--- START ---
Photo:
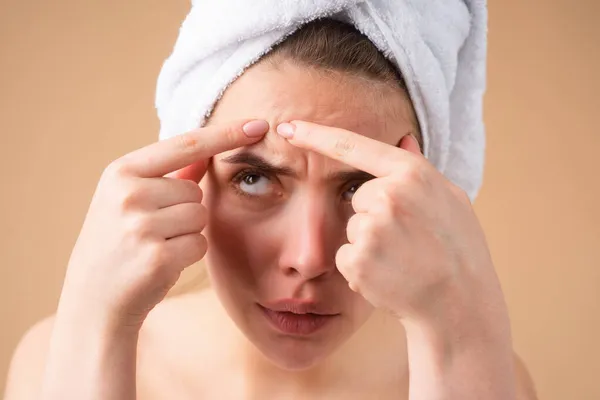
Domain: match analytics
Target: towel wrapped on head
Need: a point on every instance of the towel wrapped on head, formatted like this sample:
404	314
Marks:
439	46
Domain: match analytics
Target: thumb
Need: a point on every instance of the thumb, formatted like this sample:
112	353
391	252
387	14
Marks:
410	143
193	172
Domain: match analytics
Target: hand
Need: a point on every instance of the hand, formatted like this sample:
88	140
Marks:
415	245
144	226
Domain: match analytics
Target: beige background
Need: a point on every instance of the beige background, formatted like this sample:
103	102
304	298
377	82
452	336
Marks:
76	91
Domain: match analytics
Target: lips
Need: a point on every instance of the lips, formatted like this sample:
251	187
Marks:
300	307
293	317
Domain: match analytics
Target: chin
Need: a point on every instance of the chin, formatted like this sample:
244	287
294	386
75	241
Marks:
295	355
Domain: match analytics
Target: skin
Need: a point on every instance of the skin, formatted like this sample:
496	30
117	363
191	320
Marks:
367	247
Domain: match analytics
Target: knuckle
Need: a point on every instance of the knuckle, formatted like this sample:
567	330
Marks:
156	257
187	143
388	199
139	226
195	191
198	213
343	146
130	196
118	167
198	247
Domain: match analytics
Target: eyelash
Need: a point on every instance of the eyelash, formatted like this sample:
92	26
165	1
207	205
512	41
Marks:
239	176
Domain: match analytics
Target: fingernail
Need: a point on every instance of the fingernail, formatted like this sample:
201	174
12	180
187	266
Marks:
286	130
255	128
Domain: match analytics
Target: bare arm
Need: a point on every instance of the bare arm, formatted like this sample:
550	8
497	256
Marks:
53	361
525	385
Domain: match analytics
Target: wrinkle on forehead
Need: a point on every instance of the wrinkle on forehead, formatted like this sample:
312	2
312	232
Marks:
289	92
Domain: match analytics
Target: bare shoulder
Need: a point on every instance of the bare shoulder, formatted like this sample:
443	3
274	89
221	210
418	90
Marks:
525	385
176	349
28	362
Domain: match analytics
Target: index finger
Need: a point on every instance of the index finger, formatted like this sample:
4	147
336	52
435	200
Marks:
169	155
368	155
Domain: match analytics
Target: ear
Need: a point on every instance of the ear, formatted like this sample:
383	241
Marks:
409	143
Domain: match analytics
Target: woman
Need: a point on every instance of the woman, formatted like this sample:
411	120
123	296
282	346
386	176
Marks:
339	261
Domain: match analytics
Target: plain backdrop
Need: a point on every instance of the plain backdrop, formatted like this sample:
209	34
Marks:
77	80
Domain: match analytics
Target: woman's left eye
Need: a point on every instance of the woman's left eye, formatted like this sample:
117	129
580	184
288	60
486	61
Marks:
348	194
253	184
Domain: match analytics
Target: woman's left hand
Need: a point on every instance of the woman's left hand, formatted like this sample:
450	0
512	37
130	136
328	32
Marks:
416	247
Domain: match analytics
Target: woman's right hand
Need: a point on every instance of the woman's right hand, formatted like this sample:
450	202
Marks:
143	227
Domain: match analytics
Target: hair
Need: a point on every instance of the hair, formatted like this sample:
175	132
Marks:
333	46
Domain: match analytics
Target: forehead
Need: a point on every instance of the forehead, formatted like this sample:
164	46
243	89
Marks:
286	92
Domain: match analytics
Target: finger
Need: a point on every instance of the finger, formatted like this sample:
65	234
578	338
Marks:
366	154
169	155
179	220
410	144
193	172
162	192
185	250
355	227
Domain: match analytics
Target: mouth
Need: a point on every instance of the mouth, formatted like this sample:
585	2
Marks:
294	317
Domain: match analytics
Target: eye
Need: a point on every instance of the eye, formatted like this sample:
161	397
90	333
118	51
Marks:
348	194
251	183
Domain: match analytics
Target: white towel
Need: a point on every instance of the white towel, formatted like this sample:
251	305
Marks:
438	45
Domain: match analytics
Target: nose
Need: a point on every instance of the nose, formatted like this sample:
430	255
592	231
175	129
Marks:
312	239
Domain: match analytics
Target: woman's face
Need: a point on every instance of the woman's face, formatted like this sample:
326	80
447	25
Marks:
278	214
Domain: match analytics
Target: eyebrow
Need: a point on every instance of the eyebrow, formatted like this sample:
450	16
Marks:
254	160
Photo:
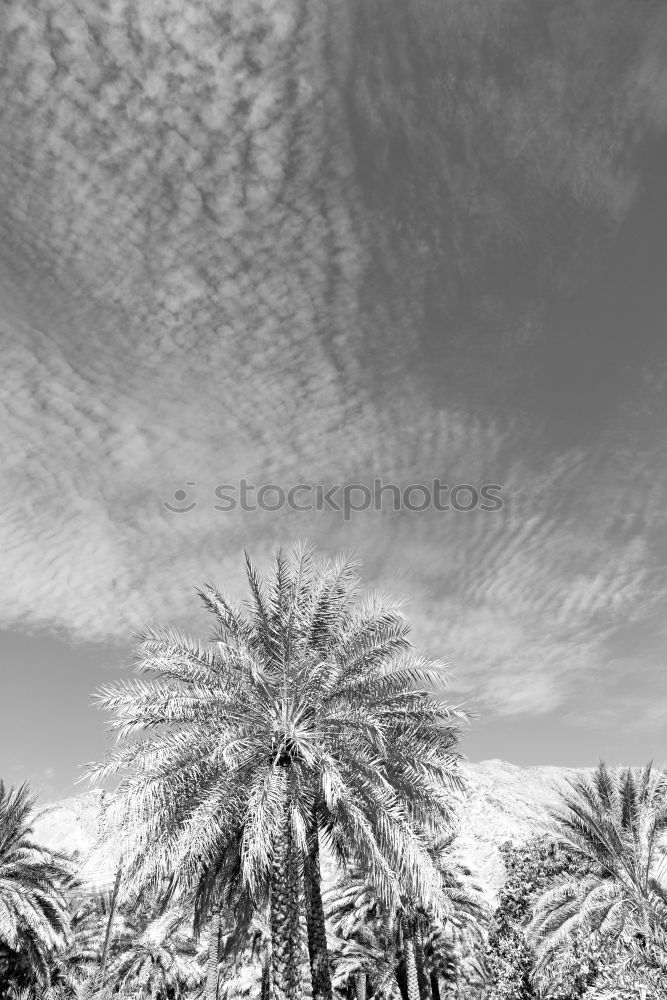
--- END ---
[EXERCISE] When copying the listing, print each line exactly but leave out every picture.

[ANSWER FOR THE TASK]
Photo:
Domain: match analytics
Target: towel wrapped on head
Need: a point on every instance of the towel wrapped on head, formatted like this sample:
404	314
Marks:
439	46
Domain: match analytics
Target: thumb
Need: a point on every instance of the thumb, formatted like this sample:
112	353
391	252
387	14
Marks:
410	143
193	172
Domain: match analytics
Target: hand
Need: a point on every instance of the hand, formatted like this sample:
88	140
Marks:
415	245
144	226
Domain: match analytics
Target: beige background
Need: a point on every instance of the beige background, formatted like this sample:
103	102
304	298
377	82
452	336
Marks:
76	91
Domain: match analytics
Target: lips
Need: a point on every instance of the lips, formatted like this sample:
251	187
Marks:
300	307
293	317
Domain: match analytics
Target: chin
Need: a point on every instance of the chin, formatted like this sample:
244	287
294	386
75	241
Marks:
295	355
Domain: match analytics
Target: skin
Need: a point on every instance of the skin, formatted like this sample:
496	30
117	363
191	320
Marks:
367	247
Domain: match analytics
Target: knuckle
Need: a point on every instance of the knuckle, formatted like this sample:
567	330
Marks:
156	257
187	143
388	199
139	226
195	191
198	213
343	146
130	196
118	167
198	247
Domain: match analytics
Target: eyelash
Need: a point on every instance of the eyelash, formatted like this sample:
92	26
165	1
207	205
512	41
Marks:
239	176
Domain: match analytics
Target: fingernail
Need: a point on every instance of the fingernail, formatted like this sample:
201	174
12	180
187	266
Marks:
286	130
255	128
Domain: match analytics
Target: bare arm
Need: a point on every instance of the bare arm, formatted like this sample:
550	8
497	256
Marks:
53	361
525	385
Domain: match analytics
Target: wrinkle on forehead
Need: a point on every instance of the wrinkle on forehead, formatted like this sample:
312	2
312	232
Marks:
289	92
Domain: match analytics
Target: bare shoulder
Need: a point on every instance of the bare shoulder, formatted like this sample:
443	3
274	89
221	210
418	90
Marks:
525	385
176	349
28	362
Domain: match analytics
Target: index finger
Need: a point on every instance of the index finger, formatted like this sample:
4	147
336	52
435	200
Marks:
169	155
368	155
Domain: match analytics
Target: ear
Need: a point on every instance of the ear, formatted like this sample:
383	241
Marks:
409	143
Domain: match analytics
Target: woman
Need: a point on every instance of the woman, formatted like this sample:
411	120
123	296
282	346
386	176
Marks:
339	261
Domain: match analytics
Target: plain backdrop
Need: a point on every instance of the plain backdrop, formatted like this sample:
209	34
Marks:
77	80
Domain: match analytics
Target: woman's left eye
Need: a point on every instance of the woman's left eye, formatted like this sample:
117	129
580	184
288	60
486	61
Marks:
348	194
253	184
Domain: match analytics
Target: woman's left hand
Need: a point on every instance of the woman's left hand, formatted like this sample:
450	0
512	37
130	136
328	32
Marks:
416	247
Domain: match analytics
Target: woman's right hand
Need: a point on every instance of the woman's right hand, formatted like this sample:
450	202
Marks:
143	227
Domain: match analytics
Target: hair
Need: a point on every instance of the hair, formatted like this sample:
175	132
Marks:
333	46
Domain: match analytics
Target: forehead
Need: a point on every instance of the forehead, formatted like this sample:
164	46
243	89
Marks:
286	92
Domain: match analytics
Target: finger
Need: a point on every instance of the finger, formatted like this sample:
65	234
578	338
Marks:
366	154
169	155
179	220
410	144
193	172
162	192
185	250
355	227
Domain: match analytics
Target: mouth
Need: a point on every instance of the mouth, formatted like this sample:
585	2
Marks:
294	317
Domain: match analytics
Target: eye
Need: a point on every instance of the eye, formatted like this sample:
161	397
90	333
118	51
Marks:
348	194
251	183
Domain: match analytics
Target: white towel
Need: a point on every instance of the white towel, formatted like this sample:
251	305
Marks:
438	45
Domain: match analytics
Target: nose
Need: a point on every instance of the nose, formatted like this sample:
430	255
592	231
175	129
Marks:
312	239
Domain: match analytics
Target: woman's face
Need: a point on every instance of the woman's face, formatted like this sample:
326	80
447	25
Marks:
278	214
Domain: match analytics
Target: eyebrow
Need: a point on every instance of the eyebrow, formatted like this sample:
450	16
Marks:
254	160
Photo:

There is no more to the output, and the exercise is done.